Answer these questions using the oil price report:
1. At what price per barrel did Brent crude end the session?
2. By about how much did West Texas Intermediate crude fall for the week?
3. On what date was the report published?
Segment Start: Page extract
Oil rises nearly 4pc on U.S.-China trade hopes, but sets weekly decline

Oil prices rose nearly 4pc on Friday on signs of progress in U.S.-China trade talks and stronger-than-expected econ
Published November 1, 2019
  • Oil prices rose nearly 4pc on Friday on signs of progress in U.S.-China trade talks and stronger-than-expected economic data.
  • Brent crude ended the session up $2.07, or 3.5pc.
  • U.S. and Chinese negotiators had made "enormous progress" toward finalizing a "phase one".

NEW YORK: Oil prices rose nearly 4pc on Friday on signs of progress in U.S.-China trade talks and stronger-than-expected economic data in both countries, including U.S. employment and Chinese manufacturing activity numbers.

Brent crude ended the session up $2.07, or 3.5pc, at $61.69 a barrel, but notched a drop of about 0.4pc for the week.

West Texas Intermediate crude settled $2.02, or 3.7% higher at $56.20 a barrel, but fell about 0.8% in the week.
Segment End: Page extract
Segment Start: Extracted material
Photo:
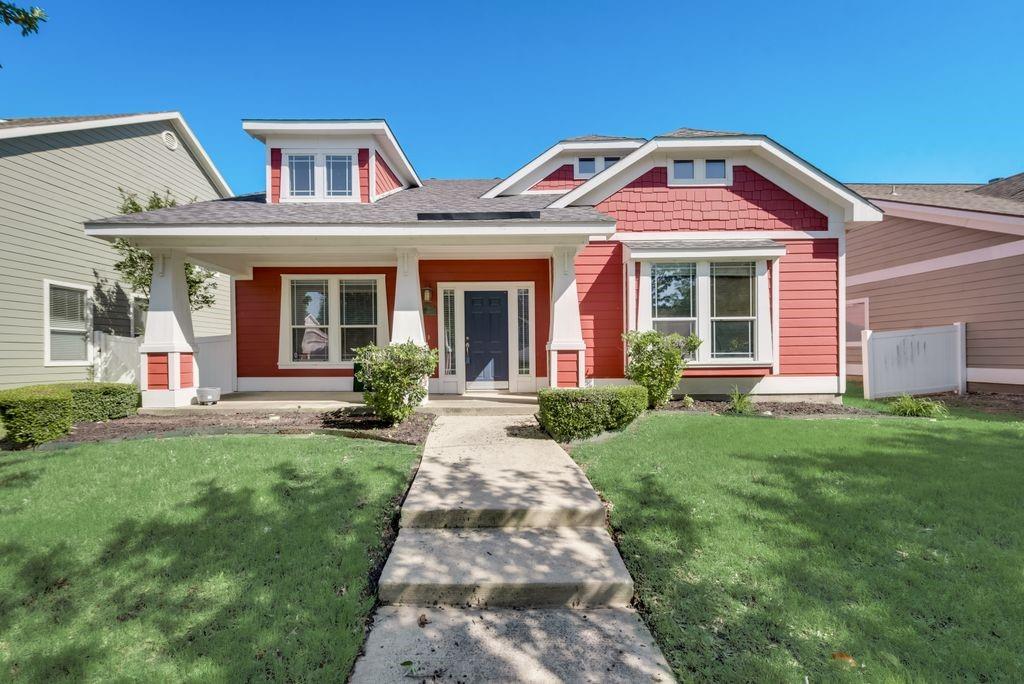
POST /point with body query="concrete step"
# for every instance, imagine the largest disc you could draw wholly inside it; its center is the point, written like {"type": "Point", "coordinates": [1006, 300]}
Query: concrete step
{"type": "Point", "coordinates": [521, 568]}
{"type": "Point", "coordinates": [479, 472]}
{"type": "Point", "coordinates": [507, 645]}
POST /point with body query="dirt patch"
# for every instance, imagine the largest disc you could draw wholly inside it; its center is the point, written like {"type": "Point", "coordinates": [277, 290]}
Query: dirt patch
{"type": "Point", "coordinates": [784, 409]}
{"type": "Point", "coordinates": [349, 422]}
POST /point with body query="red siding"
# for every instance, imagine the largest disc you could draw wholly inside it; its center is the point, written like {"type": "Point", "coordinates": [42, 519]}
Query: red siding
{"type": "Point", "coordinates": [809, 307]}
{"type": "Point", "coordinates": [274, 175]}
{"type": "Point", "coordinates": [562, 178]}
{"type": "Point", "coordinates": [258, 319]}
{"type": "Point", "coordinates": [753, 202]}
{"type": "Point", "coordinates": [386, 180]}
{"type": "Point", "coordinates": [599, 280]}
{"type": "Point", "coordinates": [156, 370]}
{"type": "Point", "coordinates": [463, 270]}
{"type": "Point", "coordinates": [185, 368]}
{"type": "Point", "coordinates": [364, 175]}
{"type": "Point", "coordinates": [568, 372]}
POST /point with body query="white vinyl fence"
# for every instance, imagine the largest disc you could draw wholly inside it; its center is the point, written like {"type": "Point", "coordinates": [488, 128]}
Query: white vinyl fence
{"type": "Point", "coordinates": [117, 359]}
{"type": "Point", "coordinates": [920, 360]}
Segment End: Extracted material
Segment Start: Extracted material
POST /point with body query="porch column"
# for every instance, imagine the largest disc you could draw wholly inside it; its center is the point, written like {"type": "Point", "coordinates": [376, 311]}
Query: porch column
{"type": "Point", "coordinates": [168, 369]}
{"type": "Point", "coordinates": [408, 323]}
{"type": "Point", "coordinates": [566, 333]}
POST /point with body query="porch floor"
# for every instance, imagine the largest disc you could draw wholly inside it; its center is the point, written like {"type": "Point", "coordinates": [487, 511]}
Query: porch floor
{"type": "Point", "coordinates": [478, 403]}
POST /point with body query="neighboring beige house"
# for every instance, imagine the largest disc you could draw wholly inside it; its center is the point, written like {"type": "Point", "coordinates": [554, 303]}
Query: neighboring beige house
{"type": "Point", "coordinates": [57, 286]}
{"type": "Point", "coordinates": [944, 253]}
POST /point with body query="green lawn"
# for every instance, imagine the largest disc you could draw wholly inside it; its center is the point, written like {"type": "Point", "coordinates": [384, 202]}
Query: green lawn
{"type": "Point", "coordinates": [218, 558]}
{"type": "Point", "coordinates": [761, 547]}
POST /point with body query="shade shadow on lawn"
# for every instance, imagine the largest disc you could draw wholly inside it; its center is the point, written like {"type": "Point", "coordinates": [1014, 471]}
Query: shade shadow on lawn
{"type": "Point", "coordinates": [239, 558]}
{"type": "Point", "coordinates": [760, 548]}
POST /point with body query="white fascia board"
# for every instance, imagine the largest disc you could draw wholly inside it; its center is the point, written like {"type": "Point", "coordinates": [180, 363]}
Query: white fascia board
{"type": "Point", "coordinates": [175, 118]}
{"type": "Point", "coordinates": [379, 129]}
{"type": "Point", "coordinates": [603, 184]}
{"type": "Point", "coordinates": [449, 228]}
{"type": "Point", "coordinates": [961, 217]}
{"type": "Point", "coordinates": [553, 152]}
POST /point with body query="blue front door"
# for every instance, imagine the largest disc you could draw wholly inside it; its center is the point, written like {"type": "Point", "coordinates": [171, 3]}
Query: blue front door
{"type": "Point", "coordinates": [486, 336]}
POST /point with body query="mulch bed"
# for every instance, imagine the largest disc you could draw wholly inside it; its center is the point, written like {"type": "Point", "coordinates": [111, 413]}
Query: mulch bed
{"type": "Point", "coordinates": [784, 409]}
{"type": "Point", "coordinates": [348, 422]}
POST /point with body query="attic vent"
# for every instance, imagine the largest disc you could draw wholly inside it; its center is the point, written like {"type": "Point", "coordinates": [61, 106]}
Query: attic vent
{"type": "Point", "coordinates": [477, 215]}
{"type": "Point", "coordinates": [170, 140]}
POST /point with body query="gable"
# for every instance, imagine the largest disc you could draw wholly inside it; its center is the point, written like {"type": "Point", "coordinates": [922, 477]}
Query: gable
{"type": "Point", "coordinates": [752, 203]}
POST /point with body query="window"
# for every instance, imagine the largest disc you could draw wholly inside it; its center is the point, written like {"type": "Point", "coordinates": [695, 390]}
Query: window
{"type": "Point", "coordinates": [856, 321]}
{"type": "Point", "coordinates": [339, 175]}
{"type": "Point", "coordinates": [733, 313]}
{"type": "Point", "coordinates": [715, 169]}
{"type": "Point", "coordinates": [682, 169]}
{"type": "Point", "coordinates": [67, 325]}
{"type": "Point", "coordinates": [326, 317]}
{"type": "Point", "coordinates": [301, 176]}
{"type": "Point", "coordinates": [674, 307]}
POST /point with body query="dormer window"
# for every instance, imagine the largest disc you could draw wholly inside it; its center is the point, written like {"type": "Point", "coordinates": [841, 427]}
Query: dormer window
Segment End: Extracted material
### Worked solution
1. $61.69 a barrel
2. About 0.8%
3. November 1, 2019